→ **O QUE FAZER**:
(a) Transcreva o trecho da carta a Valesca entre "Dito isso tudo, acho" e "o surto coletivo.", inclusive.
(b) Resuma em duas frases a carta a Valesca.
(c) Dê continuidade à carta a Valesca, começando logo após a última frase apresentada.

Veja bem, Valesca. Das eleições até
aqui, muitos membros da comunidade LGBTQI+ abriram os olhos para o tipo de
artista em que se joga confete. Você, por outro lado, em nenhum momento deixou de dizer o que
pensava sobre o que acontecia e se colocou ao nosso lado. Não acho, por
exemplo, que tenha votado em determinada pessoa. Esse tipo de atitude não
combinaria em nada com você. Com a pessoa que você é. Até mesmo porque ele não é só
contra essa minoria na qual faço parte, mas é contra as mulheres que possuem o
mesmo tipo de pensamento que você. Nós somos os alvos...
Dito isso tudo, acho que você
acabou sendo mais uma vítima nessa tentativa desenfreada de deslegitimar a causa
e fazer com que todos pareçam loucos raivosos e desenfreados. Valesca, você tentou
ajudar o seu amigo, que só vem arcando com consequências dos
próprios atos. Veja bem, nem dois dias depois de te jogar na cova dos “leões” já
estava lá passando mais uma vergonha e se envolvendo, mais uma vez, com esse governo que
só quer promover a desinformação e o surto coletivo.

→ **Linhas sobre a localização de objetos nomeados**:
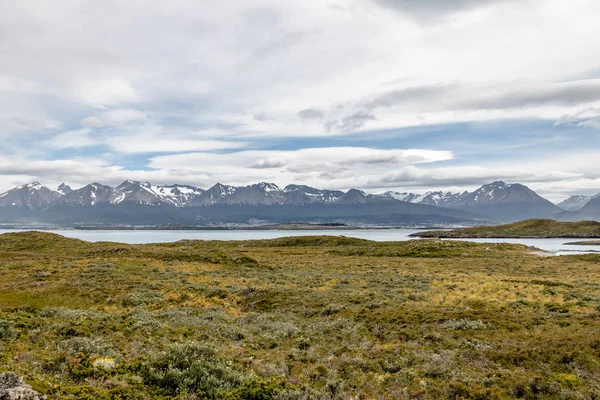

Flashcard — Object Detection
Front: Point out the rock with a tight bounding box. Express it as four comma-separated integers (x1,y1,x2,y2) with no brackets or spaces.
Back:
0,372,46,400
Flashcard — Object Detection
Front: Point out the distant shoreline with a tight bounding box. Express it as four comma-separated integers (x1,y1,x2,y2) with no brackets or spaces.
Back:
0,223,448,231
410,219,600,238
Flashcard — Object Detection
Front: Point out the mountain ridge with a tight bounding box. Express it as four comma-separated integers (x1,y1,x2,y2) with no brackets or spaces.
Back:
0,180,588,224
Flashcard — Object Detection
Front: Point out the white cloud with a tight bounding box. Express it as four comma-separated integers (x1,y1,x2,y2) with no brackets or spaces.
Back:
77,78,138,108
0,0,600,200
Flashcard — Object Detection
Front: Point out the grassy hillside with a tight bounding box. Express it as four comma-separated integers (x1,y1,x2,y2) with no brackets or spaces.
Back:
413,219,600,239
0,233,600,400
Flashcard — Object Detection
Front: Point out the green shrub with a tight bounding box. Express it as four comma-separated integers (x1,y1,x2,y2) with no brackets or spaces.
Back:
0,319,17,340
141,342,247,399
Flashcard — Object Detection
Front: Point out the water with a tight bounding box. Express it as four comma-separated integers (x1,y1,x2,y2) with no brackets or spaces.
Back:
0,229,600,255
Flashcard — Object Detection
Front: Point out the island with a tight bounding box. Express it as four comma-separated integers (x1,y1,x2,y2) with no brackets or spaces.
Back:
411,219,600,239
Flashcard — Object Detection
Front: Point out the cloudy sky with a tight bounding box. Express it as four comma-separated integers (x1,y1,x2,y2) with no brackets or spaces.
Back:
0,0,600,200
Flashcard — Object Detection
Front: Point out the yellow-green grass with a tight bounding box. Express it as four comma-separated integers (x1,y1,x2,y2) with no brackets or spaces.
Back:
0,232,600,399
413,219,600,239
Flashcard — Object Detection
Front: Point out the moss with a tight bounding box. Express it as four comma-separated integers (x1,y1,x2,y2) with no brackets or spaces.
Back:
0,233,600,400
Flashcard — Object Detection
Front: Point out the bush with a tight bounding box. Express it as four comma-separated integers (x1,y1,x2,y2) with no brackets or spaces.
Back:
141,342,247,399
0,319,17,340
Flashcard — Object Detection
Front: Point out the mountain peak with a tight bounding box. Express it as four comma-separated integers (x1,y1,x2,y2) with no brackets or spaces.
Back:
57,182,73,195
256,182,282,192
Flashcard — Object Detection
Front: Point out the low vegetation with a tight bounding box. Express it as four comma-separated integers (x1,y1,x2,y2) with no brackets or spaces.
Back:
0,232,600,400
412,219,600,239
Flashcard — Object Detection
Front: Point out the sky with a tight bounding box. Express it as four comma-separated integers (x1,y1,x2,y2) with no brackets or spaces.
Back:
0,0,600,201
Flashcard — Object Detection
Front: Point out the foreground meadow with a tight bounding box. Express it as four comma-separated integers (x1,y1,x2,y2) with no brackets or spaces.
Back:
0,232,600,400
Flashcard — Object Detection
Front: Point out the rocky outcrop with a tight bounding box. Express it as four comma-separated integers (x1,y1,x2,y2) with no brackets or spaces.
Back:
0,372,46,400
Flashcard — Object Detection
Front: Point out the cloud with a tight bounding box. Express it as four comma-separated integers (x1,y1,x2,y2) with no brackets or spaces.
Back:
80,115,104,128
45,128,103,149
298,107,325,119
249,158,285,169
375,0,505,21
325,111,377,133
578,118,600,129
78,78,138,108
0,0,600,200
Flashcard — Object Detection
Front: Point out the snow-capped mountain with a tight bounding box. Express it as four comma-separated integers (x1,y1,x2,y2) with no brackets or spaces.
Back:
57,182,125,206
455,181,548,207
381,192,425,203
284,185,344,203
219,182,283,206
56,183,73,196
152,184,205,206
185,183,237,207
419,191,469,207
0,180,580,221
0,182,62,210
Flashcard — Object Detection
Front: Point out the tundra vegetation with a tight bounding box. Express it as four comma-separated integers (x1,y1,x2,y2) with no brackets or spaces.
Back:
0,232,600,400
411,219,600,239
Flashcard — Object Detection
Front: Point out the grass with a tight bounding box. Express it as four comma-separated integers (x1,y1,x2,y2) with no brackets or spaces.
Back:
412,219,600,239
0,232,600,399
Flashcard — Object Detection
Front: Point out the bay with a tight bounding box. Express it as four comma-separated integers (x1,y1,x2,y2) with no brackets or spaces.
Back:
0,228,600,255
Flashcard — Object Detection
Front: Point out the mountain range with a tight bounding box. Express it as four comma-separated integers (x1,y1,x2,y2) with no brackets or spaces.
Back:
0,180,600,226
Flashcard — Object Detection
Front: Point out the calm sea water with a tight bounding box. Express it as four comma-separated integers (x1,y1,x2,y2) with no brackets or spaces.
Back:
0,229,600,255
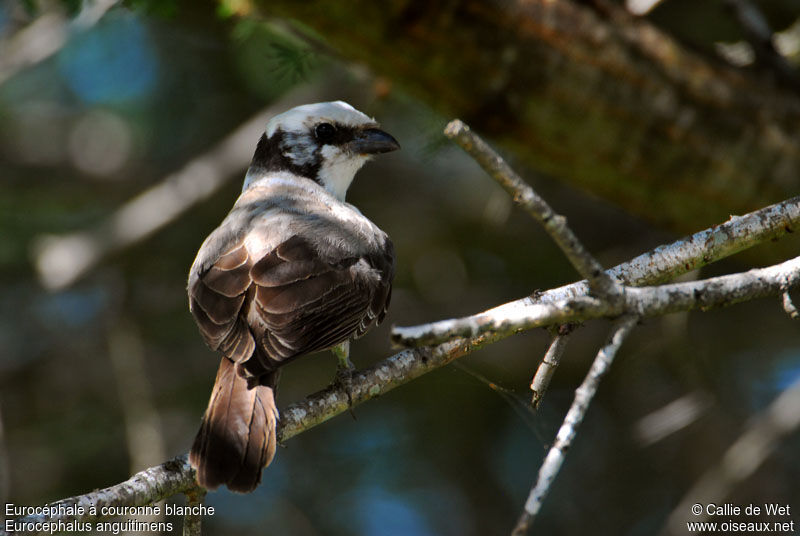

→ **RESPOSTAS DAS ATIVIDADES**:
(a)
Dito isso tudo, acho que você
acabou sendo mais uma vítima nessa tentativa desenfreada de deslegitimar a causa
e fazer com que todos pareçam loucos raivosos e desenfreados. Valesca, você tentou
ajudar o seu amigo, que só vem arcando com consequências dos
próprios atos. Veja bem, nem dois dias depois de te jogar na cova dos “leões” já
estava lá passando mais uma vergonha e se envolvendo, mais uma vez, com esse governo que
só quer promover a desinformação e o surto coletivo.

(b) A carta afirma que, desde as eleições, muitos membros da comunidade LGBTQI+ passaram a enxergar melhor certos artistas, enquanto Valesca sempre disse o que pensava e ficou ao lado deles. Também sustenta que ela acabou sendo mais uma vítima da tentativa de deslegitimar a causa ao tentar ajudar um amigo que, nem dois dias depois, voltou a se envolver com o governo.

(c)
Assim como toda relação, acho que
leva um tempo para algumas feridas cicatrizarem e as coisas seguirem para um
novo momento. Acho que lá no futuro isso tudo pode vir a ser bem positivo pra
você e pra gente também. Temos que ser mais próximos daqueles que são membros
da comunidade e que produzem música, clipes, cultura e sofrem por serem LGBTQI+. E acredito muito que você vai amadurecer mais como pessoa pública e avaliar melhor o que te
pedem, até usando a sua amizade como uma forma de favor... Já que, amigo que é amigo não usa a imagem
do outro para limpar a própria barra, não é mesmo?
Fique bem e vamos todos juntos nessa caminhada.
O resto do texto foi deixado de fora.